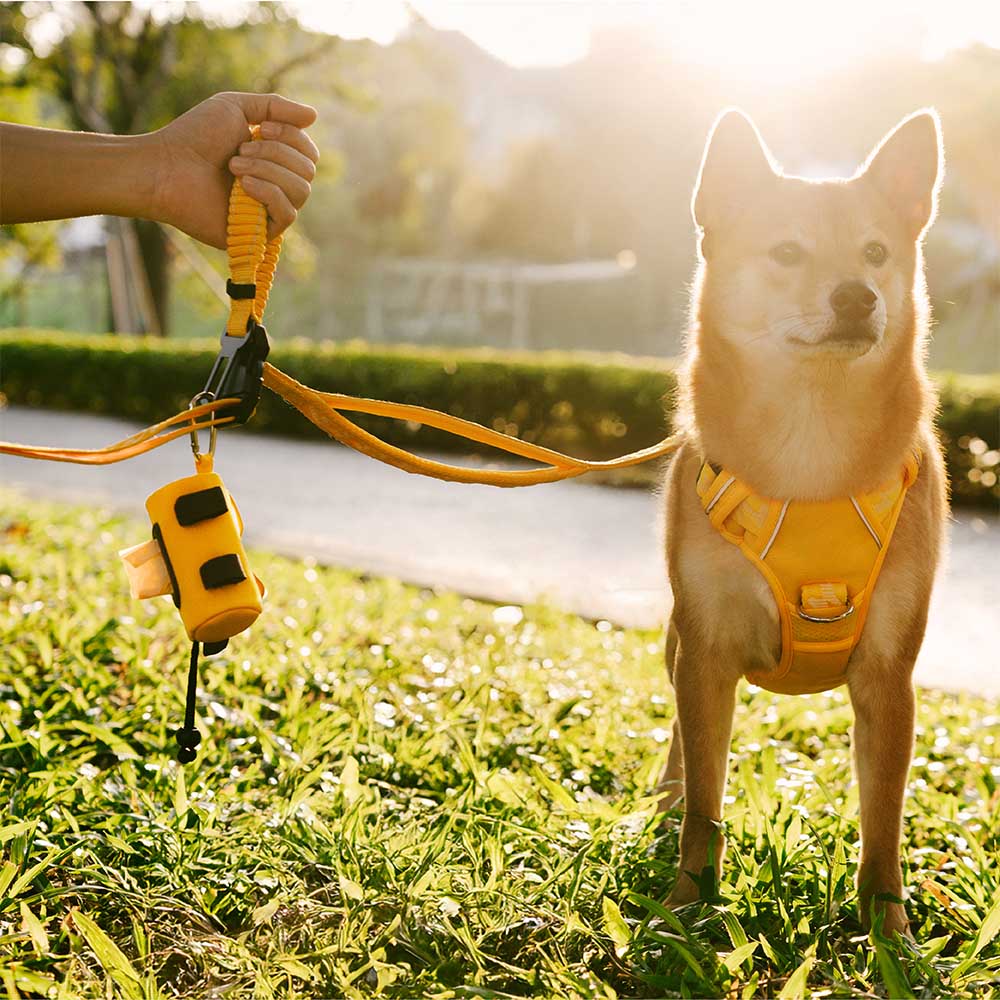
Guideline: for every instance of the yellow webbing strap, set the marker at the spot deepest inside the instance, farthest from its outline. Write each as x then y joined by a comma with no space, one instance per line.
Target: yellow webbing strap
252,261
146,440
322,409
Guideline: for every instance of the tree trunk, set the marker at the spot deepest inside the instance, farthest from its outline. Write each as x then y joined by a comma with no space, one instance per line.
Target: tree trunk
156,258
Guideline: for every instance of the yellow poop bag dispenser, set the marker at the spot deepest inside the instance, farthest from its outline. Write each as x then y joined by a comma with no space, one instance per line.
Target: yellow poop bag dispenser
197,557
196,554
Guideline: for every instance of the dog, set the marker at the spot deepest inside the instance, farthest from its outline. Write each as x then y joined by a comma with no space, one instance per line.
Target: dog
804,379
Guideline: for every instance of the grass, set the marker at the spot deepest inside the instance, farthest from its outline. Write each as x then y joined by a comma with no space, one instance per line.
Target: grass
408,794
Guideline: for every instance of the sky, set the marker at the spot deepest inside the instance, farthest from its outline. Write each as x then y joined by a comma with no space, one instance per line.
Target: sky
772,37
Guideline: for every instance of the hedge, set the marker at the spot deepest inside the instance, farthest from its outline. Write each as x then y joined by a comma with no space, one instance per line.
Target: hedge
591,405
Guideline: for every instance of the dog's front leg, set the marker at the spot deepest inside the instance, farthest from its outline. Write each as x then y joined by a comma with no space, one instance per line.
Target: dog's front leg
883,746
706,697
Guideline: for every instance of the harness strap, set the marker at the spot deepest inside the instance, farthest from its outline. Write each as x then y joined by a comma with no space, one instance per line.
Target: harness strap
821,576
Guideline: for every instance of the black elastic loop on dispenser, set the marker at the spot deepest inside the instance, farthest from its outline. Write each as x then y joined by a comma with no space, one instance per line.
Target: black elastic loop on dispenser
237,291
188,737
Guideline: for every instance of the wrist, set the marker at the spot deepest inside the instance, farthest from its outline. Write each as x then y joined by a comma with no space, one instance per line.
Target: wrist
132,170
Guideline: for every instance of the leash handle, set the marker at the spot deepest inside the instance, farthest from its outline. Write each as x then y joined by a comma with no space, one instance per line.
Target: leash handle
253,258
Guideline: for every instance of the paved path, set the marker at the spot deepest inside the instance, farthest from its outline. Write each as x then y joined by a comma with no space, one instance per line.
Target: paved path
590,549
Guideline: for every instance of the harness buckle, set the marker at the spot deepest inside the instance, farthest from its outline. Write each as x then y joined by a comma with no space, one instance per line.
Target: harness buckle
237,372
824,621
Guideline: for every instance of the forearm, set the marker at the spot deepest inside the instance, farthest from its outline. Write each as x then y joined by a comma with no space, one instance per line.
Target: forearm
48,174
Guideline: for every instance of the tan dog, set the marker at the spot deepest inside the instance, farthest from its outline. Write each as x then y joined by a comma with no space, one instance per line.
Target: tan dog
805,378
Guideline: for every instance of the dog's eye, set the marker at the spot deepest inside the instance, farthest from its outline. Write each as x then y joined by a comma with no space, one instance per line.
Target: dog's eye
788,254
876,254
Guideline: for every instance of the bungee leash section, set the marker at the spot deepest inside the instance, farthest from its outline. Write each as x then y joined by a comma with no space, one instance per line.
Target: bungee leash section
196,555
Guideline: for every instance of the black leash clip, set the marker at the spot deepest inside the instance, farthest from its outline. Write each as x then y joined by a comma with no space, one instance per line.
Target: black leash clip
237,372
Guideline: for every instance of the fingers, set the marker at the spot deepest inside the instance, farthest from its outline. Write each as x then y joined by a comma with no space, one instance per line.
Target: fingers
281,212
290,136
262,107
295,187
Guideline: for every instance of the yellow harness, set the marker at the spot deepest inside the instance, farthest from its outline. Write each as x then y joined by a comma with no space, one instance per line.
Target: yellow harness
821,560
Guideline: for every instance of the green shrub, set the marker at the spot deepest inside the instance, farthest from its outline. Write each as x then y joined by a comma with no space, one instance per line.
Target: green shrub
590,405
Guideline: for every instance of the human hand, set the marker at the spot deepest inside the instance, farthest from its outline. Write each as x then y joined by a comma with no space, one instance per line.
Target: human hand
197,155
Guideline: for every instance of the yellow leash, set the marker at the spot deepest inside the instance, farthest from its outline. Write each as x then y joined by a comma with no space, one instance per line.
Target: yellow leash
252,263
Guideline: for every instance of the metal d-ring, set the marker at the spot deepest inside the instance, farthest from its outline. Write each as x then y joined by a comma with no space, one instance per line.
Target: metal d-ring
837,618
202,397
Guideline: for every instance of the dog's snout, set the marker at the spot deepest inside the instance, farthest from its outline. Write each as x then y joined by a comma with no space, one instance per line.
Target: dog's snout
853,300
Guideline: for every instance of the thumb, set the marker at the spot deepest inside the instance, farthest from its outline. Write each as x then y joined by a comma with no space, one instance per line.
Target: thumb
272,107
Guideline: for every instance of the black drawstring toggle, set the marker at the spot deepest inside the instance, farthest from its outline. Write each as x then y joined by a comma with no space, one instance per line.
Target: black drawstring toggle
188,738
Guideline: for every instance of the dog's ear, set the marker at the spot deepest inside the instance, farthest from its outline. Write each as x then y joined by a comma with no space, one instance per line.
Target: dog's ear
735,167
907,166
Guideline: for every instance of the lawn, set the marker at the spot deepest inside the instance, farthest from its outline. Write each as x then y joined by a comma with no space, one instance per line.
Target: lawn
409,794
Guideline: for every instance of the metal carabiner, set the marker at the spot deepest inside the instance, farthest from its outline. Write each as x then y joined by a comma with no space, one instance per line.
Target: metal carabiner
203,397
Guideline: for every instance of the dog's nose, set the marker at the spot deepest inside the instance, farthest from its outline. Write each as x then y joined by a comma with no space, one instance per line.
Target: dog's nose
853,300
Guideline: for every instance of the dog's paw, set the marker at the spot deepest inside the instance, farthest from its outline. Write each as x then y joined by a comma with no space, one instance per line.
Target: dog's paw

WORK TO BE COMPLETED — Pull out every line from the one with "Guideline: for every instance of the metal d-ring, set" to the end of the listing, and output only those.

OUTPUT OF THE EXERCISE —
Guideline: for every instance of the metal d-ring, set the marker at the spot deepest inside the instance, farthest from its outline. Write each as x then y joined by a comma with no space, one instance per line.
Target: metal d-ring
837,618
202,397
Guideline: for every instance of the dog's snout, set the marker at the spot deepest inside the instance, farthest from its outline. Write each as x then y joined by a comma with no space, one instance per line.
Target: dog's snout
853,300
Guideline: for every instance of the thumb, set the marker at the spot deepest inside the instance, farthest from its outline. Write each as x then y joined by a comma with no space, one instance per line.
Target: thumb
272,107
Guideline: for every instance of the black drawstring toggle, set the marker at the spot deepest inside the instance, farthest from its outline. Write each as x then y joined by a comma with no space, one instance per line.
Target: black drawstring toggle
188,738
Guideline: for every instance of the dog's ear, set the marker at the spot deepest inside the instance, farthest from its outline. Write each as x then y joined by a comma with no space, one instance per line.
Target: dog's ear
735,167
907,166
Guideline: for every instance of the lawn, set the marker at the spot deepest inside the instance, farthest from its outline. Write each as x then y joined by a comma with no space, one instance per line.
Target: lawn
409,794
Guideline: for every instance of the metal carabiner, set the marker at the spot deepest inside the instance, farthest from its outline. Write each as x then y joined by a comma with no space, one instance per line.
Target: metal carabiner
203,397
Guideline: for every instance of the dog's nose, set the marker at the spot deepest inside the instance, farthest from its outline. Write each as x then y joined by a comma with no space, one instance per line.
Target: dog's nose
853,300
Guideline: for every instance of the dog's paw, set the marker at the spot deepest inside the instance, farthest from its outline. Write each as x then y joined by a comma with no space, one instance per line.
Target: dog's paw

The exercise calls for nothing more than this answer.